● Opdrachten
1. Klopt elk van deze beweringen volgens de tekst over het huis De Fonteyn in Culemborg? Antwoord per bewering met ja of nee, en citeer de woorden uit de tekst die de doorslag geven. (a) Het staat historisch vast dat Jan van Riebeeck in Culemborg is geboren. (b) Mr. P.J.W. Beltjes kwam in 1958 na onderzoek tot zijn conclusie. (c) Sebastiaan van Opdorp was getrouwd met een zuster van Jan van Riebeeck.
2. Schrijf een vervolg op de tekst over het huis De Fonteyn in Culemborg. Begin direct na de laatste zin.

● Aangeleverde tekst

◆ ◆ ◆ ◆

Zuid-Afrika
Het huis ‘de Fonteyn’ in Culemborg stamhuis der eerste Zuid-Afrika-vaarders
Hoewel het historisch niet vaststaat, dat Jan van Riebeeck in Culemborg is geboren, zijn er toch zulke ‘sterke herinneringen aan Jan van Riebeeck en de zijnen’ aan verbonden, zoals mr. P.J.W. Beltjes in 1958 na een grondig onderzoek concludeerde, dat er toch alles voor te zeggen is, om het huis ‘De Fonteyn’ - hoek Achterstraat en Binnenmolenstraat - in zodanige staat te brengen dat het een waardig middelpunt kan vormen voor alles wat Zuid-Afrika met Nederland, vroeger en nu, verbindt. Uit verschillende akten blijkt, dat de ouders van Jan van Riebeeck en de bewoner-eigenaar van het huis, Govert Anthonisz en zijn gezin goed kenden. De vader van Jan, Anthony van Riebeeck, verkeerde volgens een getuigenis uit 1621, dat mr. Beltjes heeft gevonden, ‘dagelicx in zijnen huisvrouw vaders huys’. En Jan zelf moet veel met zijn grootvader in Culemborg hebben verkeerd. Ook andere Nederlanders, die met of kort na Jan van Riebeeck naar de Kaap zijn vertrokken, zoals Gerrit van Ham, Sebastiaan van Opdorp met vrouw (dochter van Govert Anthonisz), Pieter van de Stael met vrouw (zuster van Jan van Riebeeck), waren mensen uit grootvader Anthonisz' kring. Ook al zou Van Riebeeck er niet zijn geboren, er is dus voldoende reden, om het huis van Anthonisz te beschouwen als het stamhuis der eerste Nederlandse Zuid-Afrikavaarders.

◆ ◆ ◆ ◆

● Aangeleverde gegevens

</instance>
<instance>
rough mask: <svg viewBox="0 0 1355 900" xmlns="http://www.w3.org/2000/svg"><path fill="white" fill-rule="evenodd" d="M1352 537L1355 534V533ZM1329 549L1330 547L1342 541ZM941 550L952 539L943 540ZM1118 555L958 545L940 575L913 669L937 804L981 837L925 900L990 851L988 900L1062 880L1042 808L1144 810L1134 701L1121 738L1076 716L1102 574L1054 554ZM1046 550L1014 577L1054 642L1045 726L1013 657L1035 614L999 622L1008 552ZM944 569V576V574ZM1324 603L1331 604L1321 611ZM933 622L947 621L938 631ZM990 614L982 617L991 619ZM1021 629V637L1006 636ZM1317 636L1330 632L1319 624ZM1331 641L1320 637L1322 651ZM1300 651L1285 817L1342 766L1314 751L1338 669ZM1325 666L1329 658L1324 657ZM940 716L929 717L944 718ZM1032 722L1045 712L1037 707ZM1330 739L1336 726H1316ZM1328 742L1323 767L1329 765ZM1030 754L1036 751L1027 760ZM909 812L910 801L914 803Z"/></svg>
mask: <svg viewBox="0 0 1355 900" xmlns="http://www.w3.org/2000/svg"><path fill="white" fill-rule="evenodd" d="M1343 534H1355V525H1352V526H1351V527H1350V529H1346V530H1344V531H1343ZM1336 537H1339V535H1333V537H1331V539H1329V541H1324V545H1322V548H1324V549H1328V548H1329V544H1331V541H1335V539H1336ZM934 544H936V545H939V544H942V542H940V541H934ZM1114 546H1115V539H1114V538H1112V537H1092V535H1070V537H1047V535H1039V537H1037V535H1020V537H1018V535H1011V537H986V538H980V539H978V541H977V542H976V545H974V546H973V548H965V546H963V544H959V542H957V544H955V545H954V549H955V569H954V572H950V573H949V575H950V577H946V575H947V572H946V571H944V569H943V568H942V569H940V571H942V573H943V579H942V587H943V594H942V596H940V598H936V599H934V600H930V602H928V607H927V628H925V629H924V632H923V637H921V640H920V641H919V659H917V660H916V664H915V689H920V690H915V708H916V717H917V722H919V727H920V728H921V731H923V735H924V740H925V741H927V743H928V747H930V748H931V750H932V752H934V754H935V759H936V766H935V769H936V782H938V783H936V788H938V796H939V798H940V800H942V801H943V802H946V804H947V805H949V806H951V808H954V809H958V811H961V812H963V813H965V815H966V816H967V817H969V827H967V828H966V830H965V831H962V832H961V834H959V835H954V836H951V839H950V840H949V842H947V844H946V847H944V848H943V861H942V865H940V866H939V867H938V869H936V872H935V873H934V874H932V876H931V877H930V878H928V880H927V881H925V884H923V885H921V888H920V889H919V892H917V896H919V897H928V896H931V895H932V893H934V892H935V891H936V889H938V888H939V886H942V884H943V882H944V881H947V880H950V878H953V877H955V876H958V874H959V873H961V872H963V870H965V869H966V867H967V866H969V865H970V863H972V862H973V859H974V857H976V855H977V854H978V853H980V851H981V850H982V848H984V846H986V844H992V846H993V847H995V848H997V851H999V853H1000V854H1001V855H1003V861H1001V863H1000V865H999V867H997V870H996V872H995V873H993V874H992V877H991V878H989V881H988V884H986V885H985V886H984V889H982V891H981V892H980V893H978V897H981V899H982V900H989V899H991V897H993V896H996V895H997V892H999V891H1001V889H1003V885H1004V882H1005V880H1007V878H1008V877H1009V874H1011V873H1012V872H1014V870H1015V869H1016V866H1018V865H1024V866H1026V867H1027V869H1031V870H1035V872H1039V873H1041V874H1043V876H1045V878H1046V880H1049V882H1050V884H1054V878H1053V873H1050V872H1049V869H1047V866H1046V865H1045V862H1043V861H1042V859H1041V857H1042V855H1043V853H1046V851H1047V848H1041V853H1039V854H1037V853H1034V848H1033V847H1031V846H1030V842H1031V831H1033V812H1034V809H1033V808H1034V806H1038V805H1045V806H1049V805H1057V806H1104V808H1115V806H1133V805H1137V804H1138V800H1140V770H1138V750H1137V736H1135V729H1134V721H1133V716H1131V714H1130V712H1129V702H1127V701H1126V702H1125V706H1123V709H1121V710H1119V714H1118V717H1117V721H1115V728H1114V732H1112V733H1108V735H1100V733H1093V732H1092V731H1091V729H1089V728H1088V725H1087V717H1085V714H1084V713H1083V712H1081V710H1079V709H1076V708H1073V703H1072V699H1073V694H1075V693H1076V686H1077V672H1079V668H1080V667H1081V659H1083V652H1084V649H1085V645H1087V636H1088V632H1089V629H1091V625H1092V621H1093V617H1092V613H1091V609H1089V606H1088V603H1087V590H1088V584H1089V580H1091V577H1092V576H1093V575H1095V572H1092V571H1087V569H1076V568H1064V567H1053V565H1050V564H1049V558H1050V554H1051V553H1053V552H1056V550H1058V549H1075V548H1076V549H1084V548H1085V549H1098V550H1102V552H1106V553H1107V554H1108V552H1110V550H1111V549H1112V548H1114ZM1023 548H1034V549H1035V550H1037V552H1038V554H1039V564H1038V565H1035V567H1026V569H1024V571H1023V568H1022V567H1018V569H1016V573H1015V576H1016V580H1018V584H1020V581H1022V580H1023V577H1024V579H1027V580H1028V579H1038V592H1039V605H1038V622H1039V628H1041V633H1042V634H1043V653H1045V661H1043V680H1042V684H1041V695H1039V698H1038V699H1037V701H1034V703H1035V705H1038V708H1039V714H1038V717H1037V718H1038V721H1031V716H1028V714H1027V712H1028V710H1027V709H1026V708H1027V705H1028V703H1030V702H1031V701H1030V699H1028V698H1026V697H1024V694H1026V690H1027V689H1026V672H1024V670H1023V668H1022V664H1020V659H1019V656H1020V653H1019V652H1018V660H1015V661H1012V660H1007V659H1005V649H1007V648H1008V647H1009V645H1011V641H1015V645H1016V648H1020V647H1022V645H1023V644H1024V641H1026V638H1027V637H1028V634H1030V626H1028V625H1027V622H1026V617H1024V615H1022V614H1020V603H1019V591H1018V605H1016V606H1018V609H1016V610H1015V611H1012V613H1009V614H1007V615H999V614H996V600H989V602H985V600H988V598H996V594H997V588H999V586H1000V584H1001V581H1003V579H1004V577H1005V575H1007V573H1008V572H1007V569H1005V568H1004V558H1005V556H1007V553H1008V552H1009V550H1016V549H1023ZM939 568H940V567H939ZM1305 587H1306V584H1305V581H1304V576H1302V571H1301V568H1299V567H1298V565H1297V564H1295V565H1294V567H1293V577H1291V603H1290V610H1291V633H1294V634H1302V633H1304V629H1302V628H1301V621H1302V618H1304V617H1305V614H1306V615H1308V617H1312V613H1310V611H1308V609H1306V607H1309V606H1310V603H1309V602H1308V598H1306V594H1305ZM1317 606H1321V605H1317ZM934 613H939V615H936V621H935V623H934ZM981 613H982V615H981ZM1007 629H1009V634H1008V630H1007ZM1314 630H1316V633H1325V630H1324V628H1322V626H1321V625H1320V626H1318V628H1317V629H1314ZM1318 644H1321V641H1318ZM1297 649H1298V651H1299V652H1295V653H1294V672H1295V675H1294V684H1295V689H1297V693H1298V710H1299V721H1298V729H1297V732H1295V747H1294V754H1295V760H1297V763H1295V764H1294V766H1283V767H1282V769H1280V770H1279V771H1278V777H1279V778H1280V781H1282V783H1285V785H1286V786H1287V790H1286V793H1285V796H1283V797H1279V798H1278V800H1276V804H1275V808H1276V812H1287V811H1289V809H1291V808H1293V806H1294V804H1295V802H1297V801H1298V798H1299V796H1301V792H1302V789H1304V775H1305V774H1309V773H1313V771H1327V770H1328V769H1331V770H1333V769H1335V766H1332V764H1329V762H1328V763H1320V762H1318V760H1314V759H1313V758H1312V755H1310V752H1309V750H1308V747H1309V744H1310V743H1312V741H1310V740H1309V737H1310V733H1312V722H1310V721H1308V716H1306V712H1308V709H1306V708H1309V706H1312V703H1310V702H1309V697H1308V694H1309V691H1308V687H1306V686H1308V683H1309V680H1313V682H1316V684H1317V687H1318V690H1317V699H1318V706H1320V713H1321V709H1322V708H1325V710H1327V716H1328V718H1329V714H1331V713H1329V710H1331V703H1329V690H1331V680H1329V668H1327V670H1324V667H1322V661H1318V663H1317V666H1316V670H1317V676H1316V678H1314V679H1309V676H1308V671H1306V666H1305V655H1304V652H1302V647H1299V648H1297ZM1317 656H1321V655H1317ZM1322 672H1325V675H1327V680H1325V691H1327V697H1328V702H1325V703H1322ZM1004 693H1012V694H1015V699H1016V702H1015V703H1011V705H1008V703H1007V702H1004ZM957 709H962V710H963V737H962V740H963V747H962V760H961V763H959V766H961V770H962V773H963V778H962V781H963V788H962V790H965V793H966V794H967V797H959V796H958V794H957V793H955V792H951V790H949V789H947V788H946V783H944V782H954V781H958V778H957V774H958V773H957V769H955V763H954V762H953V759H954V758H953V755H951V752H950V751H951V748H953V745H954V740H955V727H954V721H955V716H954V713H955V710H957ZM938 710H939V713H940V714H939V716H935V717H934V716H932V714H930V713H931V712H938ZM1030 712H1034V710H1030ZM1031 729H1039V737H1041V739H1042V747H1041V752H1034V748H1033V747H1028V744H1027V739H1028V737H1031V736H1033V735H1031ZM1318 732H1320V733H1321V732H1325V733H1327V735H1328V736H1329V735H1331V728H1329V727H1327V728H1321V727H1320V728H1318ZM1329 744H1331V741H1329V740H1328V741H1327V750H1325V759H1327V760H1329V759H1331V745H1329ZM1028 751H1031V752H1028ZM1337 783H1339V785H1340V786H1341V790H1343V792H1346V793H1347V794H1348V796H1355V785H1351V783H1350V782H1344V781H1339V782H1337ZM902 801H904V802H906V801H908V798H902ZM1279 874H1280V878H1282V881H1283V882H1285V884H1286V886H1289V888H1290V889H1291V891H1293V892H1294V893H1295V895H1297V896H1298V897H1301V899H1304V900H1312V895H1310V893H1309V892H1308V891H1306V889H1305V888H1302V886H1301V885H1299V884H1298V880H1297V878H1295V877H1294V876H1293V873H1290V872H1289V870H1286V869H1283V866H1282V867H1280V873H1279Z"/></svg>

◆ ◆ ◆ ◆

● Antwoorden
1.
(a) Nee: "Hoewel het historisch niet vaststaat, dat Jan van Riebeeck in Culemborg is geboren"
(b) Ja: "zoals mr. P.J.W. Beltjes in 1958 na een grondig onderzoek concludeerde"
(c) Nee: "Sebastiaan van Opdorp met vrouw (dochter van Govert Anthonisz)"

2.
Terwijl het tot voor kort nog onmogelijk leek, om het kapitaal bijeen te brengen tot herstel van het vervallen huis, is door een aanbod van de heer T.D.T. Carter, te Londen, die f 60.000, - toezegde, het oude verlangen weer ontwaakt, hier een waardig centrum te stichten om de herinnering aan Van Riebeeck en de zijnen als Nederlandse grondleggers van het blanke Zuid-Afrika, te behouden. Met name voor de Zuid-Afrikaners is het van grote gevoelswaarde, dat Nederland hun zulk een centrum biedt. En meer dan naar het borstbeeld van Kruger in Utrecht of het huis aan de Maliebaan in Utrecht en de villa in Clarence, Zwitserland, waar ‘oom Paul’ heeft verbleven, gaan de gedachten van de Zuid-Afrikaner uit naar Culemborg, de stad, waarmee hij toch altijd Van Riebeeck verbond.
Zo kan het dus velen verheugen, dat dit jaar een opdracht is gegeven aan architect W. Royaards te Schoorl, om een plan voor restauratie van het vervallen huis te ontwerpen. De totale kosten, thans begroot op f 281.000, - worden bijeengebracht uit subsidies van rijk en provincie in Nederland, bijdragen van de Z.A. Stichting Moederland, de reeds genoemde heer Carter, en uit Nederlandse en Zuidafrikaanse particuliere en verenigingsbronnen. Hopelijk zal ook de regering van de Republiek Zuid-Afrika een subsidie kunnen verstrekken.
De leden van ons Verbond zullen zeker ook niet achter willen blijven. Een lid uit Voorburg, de heer E. Wels, betuigde ons, enkele maanden geleden, onder toezending van het bericht in ‘Bouw’, reeds zijn grote vreugde over het herstelplan. En in Zuid-Afrika is men natuurlijk evenzeer geestdriftig, met name het bestuur van de Simon van der Stel Stichting. T.z.t. zullen wij er dus wel meer van horen.
Voor het instandhouden van het huis zal er ook nog heel wat geld nodig zijn. Men kan denken aan het inrichten van een museum met bibliotheek en van een ‘bijmekaarkomplek’, een Z.-A. wijnhuis bv. waar samenkomsten en herdenkingen, symposiums, voorstellingen, muziek- en dansuitvoeringen op kleine schaal kunnen worden gehouden. En op een buitenplek wellicht ‘braaivleis’-avondjes. Want alleen wanneer dit huis geen suf en doods monument maar een levend huis zal zijn, kan het zijn bestemming vervullen van historisch voortgaande verbondenheid der beide stamverwante volken.
P.K.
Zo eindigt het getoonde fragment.